▸ **Source passage**
= = =
We have invested in local policing – in neighbourhood officers, those dedicated to particular wards, those working in schools – building confidence and solving problems.
I am convinced this work is a vital part of our counter terrorist effort. These neighbourhood officers are the staff most likely to be approached with information or for advice. These are the staff most likely to spot the signs of radicalisation. The relationship between local policing, schools and councils underpins the safeguarding work we collectively do to protect the vulnerable – including the very young, people with mental health problems or those who have lost their way and lack support in their lives.
“Communities defeat terrorism” and we need to be in our communities.
In recent times we have received ever more calls to the anti-terrorist hotline. We regularly receive information from family members, friends, schools and religious institutions about people they are worried about – whose behaviour is changing, who may be being radicalised. We have more people from all communities standing up and condemning terrorism.
= = =
▸ **Required tasks**
1 > For each statement below, say yes or no as to whether it agrees with the policing passage, and quote the words of the policing passage that decide it. (a) Neighborhood officers are described as the staff most likely to notice signs of radicalization. (b) Calls to the anti-terrorist hotline have fallen recently. (c) Information about people causing concern comes only from police officers.
2 > Continue the policing passage from its final sentence, keeping its subject and tone.

▸ **Records contained in a dataset**
= = =
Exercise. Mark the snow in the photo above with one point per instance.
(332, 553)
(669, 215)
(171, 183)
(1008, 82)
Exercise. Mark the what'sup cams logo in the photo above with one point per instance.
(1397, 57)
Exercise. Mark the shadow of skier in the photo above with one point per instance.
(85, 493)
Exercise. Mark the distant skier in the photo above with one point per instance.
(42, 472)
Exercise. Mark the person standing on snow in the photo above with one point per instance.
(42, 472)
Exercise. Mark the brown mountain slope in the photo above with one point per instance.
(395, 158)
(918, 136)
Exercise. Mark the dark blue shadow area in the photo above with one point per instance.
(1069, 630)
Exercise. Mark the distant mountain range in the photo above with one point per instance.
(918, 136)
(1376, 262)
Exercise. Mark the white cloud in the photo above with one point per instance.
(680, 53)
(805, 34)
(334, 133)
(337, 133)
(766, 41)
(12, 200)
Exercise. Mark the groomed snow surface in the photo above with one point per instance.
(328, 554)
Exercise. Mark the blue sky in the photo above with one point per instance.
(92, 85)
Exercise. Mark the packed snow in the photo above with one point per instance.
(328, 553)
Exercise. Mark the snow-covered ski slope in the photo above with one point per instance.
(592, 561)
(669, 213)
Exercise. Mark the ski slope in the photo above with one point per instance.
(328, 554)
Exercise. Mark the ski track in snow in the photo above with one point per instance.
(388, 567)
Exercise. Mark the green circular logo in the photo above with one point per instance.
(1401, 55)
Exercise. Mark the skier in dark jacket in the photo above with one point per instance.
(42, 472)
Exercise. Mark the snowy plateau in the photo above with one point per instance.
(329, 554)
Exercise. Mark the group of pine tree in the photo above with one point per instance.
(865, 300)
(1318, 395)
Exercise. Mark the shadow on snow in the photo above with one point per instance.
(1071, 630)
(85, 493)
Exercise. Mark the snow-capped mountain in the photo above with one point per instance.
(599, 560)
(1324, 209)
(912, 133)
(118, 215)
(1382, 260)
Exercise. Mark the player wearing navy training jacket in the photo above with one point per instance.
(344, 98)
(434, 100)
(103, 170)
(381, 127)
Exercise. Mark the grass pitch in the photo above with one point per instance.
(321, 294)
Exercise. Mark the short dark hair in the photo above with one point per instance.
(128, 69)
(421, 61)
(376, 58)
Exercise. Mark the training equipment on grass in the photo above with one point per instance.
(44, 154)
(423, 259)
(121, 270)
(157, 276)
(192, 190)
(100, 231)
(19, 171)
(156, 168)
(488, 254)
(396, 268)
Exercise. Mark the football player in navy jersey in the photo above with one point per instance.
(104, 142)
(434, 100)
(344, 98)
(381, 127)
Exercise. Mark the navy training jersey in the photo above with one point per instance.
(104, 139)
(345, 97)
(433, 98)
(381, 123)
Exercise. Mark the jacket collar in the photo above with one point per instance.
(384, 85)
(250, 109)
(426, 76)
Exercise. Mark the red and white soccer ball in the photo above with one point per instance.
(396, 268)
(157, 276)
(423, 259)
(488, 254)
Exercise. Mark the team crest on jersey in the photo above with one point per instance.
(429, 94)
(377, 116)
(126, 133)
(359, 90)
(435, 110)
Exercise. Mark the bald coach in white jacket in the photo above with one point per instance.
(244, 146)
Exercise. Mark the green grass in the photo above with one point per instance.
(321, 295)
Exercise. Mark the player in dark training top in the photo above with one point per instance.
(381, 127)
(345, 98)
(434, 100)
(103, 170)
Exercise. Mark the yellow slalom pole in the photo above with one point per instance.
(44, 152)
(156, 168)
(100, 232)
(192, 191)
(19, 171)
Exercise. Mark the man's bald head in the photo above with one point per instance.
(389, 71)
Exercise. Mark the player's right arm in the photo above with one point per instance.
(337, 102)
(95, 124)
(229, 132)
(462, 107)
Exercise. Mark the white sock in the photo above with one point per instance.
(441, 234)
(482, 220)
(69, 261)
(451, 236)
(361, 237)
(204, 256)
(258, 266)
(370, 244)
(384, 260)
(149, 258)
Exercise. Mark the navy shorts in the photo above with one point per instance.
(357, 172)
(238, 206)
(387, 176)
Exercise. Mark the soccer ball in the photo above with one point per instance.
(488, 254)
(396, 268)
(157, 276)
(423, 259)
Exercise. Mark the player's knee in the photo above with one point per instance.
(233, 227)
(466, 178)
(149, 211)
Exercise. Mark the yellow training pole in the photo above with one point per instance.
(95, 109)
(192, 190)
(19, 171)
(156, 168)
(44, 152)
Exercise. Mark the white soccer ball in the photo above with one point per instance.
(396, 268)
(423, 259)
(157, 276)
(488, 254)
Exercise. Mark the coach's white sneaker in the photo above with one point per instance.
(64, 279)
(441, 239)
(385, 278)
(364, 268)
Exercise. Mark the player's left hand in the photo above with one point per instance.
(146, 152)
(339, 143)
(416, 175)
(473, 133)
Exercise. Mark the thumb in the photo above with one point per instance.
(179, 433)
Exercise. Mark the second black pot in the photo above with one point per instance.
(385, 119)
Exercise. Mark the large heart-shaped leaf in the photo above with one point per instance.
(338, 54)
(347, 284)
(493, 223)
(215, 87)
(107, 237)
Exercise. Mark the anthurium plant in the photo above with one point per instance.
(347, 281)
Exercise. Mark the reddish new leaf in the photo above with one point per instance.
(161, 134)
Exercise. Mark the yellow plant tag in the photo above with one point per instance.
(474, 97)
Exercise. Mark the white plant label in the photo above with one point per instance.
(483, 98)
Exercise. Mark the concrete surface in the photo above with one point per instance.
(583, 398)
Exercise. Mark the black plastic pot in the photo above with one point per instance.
= = =
▸ **Your written answers**
1 >
(a) Yes: "These are the staff most likely to spot the signs of radicalisation."
(b) No: "In recent times we have received ever more calls to the anti-terrorist hotline."
(c) No: "We regularly receive information from family members, friends, schools and religious institutions about people they are worried about"

2 >
But it is manifestly not enough. The threats we face are not unique to the UK – much of the world is facing similar challenges. Yet we must not deny the scale of this challenge. It comes at a time of international and political uncertainty. In the police we have some huge retrospective investigations and reviews to service, changing demographics (a larger and younger population) and rising demands in other crime areas, such as sexual offences and violent crime and in the emergency response service.
In addition, as the Mayor has pointed out yesterday, in the Met we are facing financial pressures. Hence, we in the police service welcome the Government’s announcement of reviews of counter terrorism, anti-extremism and integration strategies. The Casey report shone a worrying light on the degree of isolation and segregation that exists in some of our communities, and some of our Muslim communities specifically.
We will need a step change in government, agency and police efforts. A step change in communities in their efforts to protect and prevent. And even more help from the business community.
The role of business:
Just as the shift in threat means more is required of us, we need more from you – our partners. Business has considerable influence to help us tackle the threat that we collectively face. So I am asking that you continue to support us, to back us. Business and industry has been an increasingly strong partner as the threat has grown. I hope that will continue.
The police and agencies cannot prevent terrorism alone and we will be looking to the private sector to take more responsibility for protecting the public who use their services. The training of 23,000 UK travel industry workers in CT awareness is just one example of the commitment of British business to work with us.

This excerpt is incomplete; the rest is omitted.